- STATED EXERCISE -
Reproduce the listing below, requests included, starting at the line that contains "Exercise. Annotate the window" and stopping after the line that contains "x=337, y=58". Scale every coordinate in the answers by 0.65 and round each to a whole number with halves going up, but keep the numbers in the requests and their format samples unchanged.

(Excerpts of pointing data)

>>>>>

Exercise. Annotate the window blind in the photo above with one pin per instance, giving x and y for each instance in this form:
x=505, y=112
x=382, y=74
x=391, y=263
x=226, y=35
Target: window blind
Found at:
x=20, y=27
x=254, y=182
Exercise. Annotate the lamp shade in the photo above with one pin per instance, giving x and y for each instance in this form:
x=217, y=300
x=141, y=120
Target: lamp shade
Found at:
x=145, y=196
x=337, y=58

<<<<<
>>>>>

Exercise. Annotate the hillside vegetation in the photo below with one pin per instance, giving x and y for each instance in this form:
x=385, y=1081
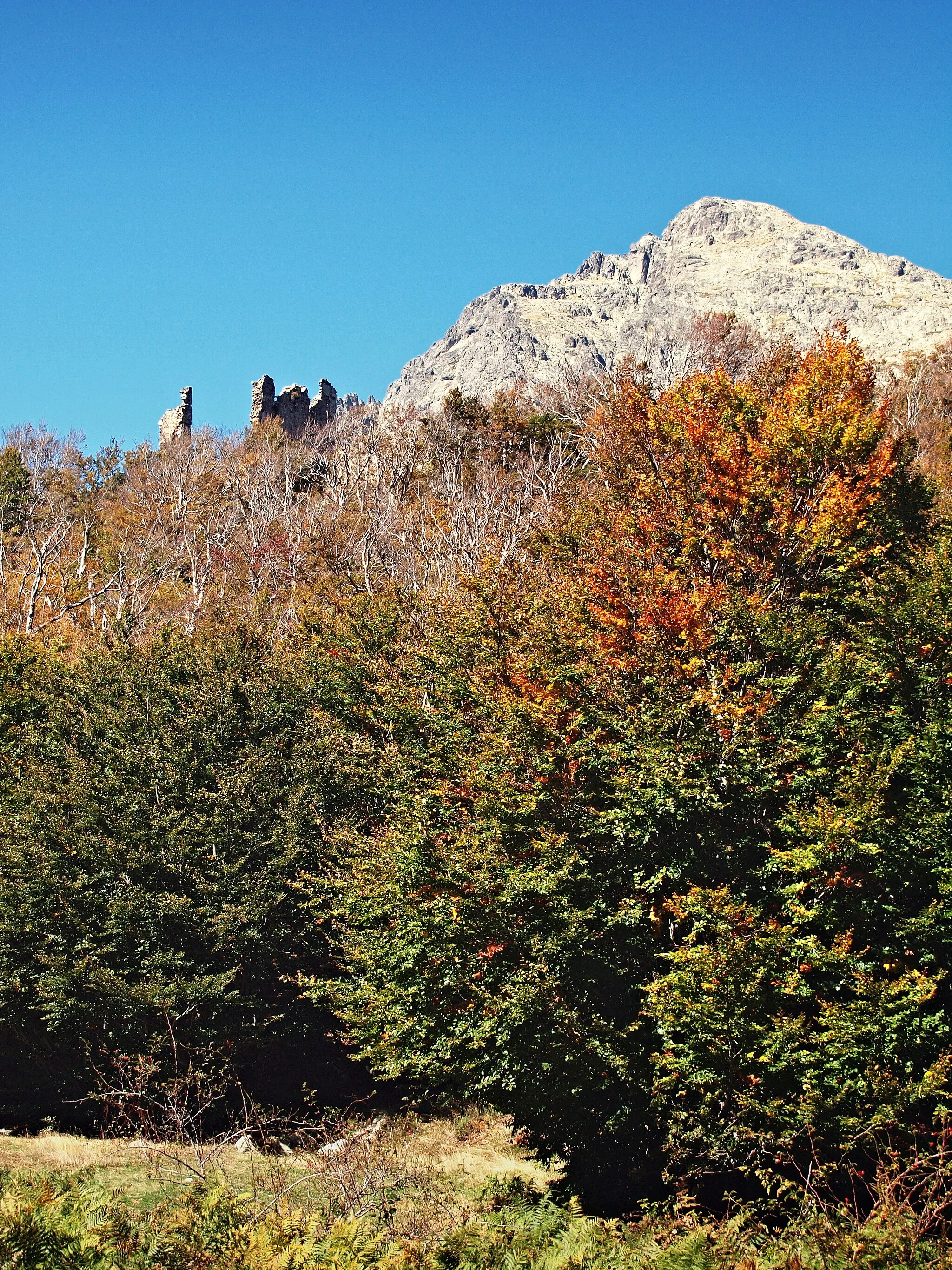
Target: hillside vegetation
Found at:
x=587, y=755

<<<<<

- THE RESULT -
Exercise. Annotate the window blind in the photo above with one pin per instance, giving x and y for each instance in this form:
x=505, y=112
x=382, y=74
x=391, y=263
x=226, y=35
Target: window blind
Found at:
x=13, y=18
x=165, y=118
Exercise. Annotate the lamp shade in the photo above with one pin per instance, giving x and y for each instance in this form:
x=217, y=300
x=141, y=120
Target: lamp shade
Found at:
x=94, y=127
x=219, y=38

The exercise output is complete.